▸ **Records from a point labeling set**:
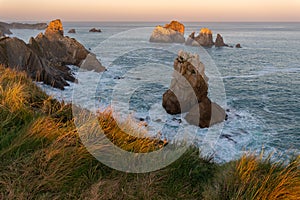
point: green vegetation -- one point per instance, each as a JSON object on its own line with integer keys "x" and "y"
{"x": 42, "y": 157}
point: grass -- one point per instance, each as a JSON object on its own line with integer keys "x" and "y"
{"x": 42, "y": 157}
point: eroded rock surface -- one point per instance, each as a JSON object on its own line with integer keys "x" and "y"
{"x": 188, "y": 93}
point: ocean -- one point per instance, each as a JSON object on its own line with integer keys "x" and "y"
{"x": 258, "y": 84}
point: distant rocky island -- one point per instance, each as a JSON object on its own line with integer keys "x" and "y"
{"x": 174, "y": 33}
{"x": 45, "y": 57}
{"x": 5, "y": 27}
{"x": 188, "y": 93}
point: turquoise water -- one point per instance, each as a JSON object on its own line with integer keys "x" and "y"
{"x": 261, "y": 81}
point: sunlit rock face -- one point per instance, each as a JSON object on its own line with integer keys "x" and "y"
{"x": 205, "y": 38}
{"x": 45, "y": 58}
{"x": 55, "y": 27}
{"x": 188, "y": 93}
{"x": 170, "y": 33}
{"x": 176, "y": 26}
{"x": 220, "y": 42}
{"x": 60, "y": 49}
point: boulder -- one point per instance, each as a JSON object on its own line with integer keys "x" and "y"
{"x": 14, "y": 53}
{"x": 176, "y": 26}
{"x": 37, "y": 26}
{"x": 220, "y": 42}
{"x": 72, "y": 31}
{"x": 46, "y": 56}
{"x": 4, "y": 27}
{"x": 204, "y": 38}
{"x": 170, "y": 33}
{"x": 188, "y": 93}
{"x": 91, "y": 63}
{"x": 94, "y": 30}
{"x": 55, "y": 27}
{"x": 238, "y": 46}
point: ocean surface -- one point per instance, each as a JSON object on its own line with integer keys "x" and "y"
{"x": 258, "y": 84}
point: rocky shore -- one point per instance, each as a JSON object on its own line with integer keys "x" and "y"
{"x": 188, "y": 93}
{"x": 45, "y": 57}
{"x": 5, "y": 27}
{"x": 174, "y": 33}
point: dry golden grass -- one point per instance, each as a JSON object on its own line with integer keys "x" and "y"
{"x": 42, "y": 157}
{"x": 253, "y": 177}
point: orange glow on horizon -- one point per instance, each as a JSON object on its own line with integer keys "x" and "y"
{"x": 155, "y": 10}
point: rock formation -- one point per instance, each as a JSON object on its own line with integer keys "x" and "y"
{"x": 170, "y": 33}
{"x": 204, "y": 38}
{"x": 188, "y": 93}
{"x": 72, "y": 31}
{"x": 4, "y": 27}
{"x": 46, "y": 56}
{"x": 94, "y": 30}
{"x": 15, "y": 53}
{"x": 238, "y": 46}
{"x": 176, "y": 26}
{"x": 220, "y": 42}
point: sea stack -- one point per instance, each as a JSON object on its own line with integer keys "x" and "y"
{"x": 170, "y": 33}
{"x": 220, "y": 42}
{"x": 72, "y": 31}
{"x": 188, "y": 93}
{"x": 94, "y": 30}
{"x": 46, "y": 57}
{"x": 204, "y": 38}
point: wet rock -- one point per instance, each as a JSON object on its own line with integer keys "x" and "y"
{"x": 94, "y": 30}
{"x": 238, "y": 46}
{"x": 188, "y": 93}
{"x": 46, "y": 56}
{"x": 72, "y": 31}
{"x": 170, "y": 33}
{"x": 220, "y": 42}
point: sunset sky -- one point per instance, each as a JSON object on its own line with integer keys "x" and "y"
{"x": 153, "y": 10}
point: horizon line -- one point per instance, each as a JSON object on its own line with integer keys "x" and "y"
{"x": 146, "y": 21}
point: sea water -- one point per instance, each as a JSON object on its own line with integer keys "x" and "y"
{"x": 260, "y": 82}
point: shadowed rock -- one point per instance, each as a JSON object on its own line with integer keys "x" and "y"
{"x": 204, "y": 38}
{"x": 220, "y": 42}
{"x": 188, "y": 93}
{"x": 176, "y": 26}
{"x": 72, "y": 31}
{"x": 4, "y": 27}
{"x": 170, "y": 33}
{"x": 94, "y": 30}
{"x": 46, "y": 56}
{"x": 238, "y": 46}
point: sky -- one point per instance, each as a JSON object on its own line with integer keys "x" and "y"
{"x": 151, "y": 10}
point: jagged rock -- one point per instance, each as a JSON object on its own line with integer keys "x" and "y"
{"x": 46, "y": 56}
{"x": 204, "y": 38}
{"x": 72, "y": 31}
{"x": 91, "y": 63}
{"x": 94, "y": 30}
{"x": 188, "y": 93}
{"x": 170, "y": 33}
{"x": 4, "y": 27}
{"x": 238, "y": 46}
{"x": 190, "y": 41}
{"x": 220, "y": 42}
{"x": 176, "y": 26}
{"x": 55, "y": 27}
{"x": 37, "y": 26}
{"x": 14, "y": 53}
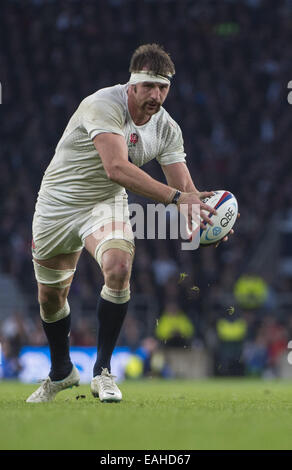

▸ **Task details**:
Tally the lines above that contain the string "grass", with case counting, and give only that number.

▸ **The solution**:
2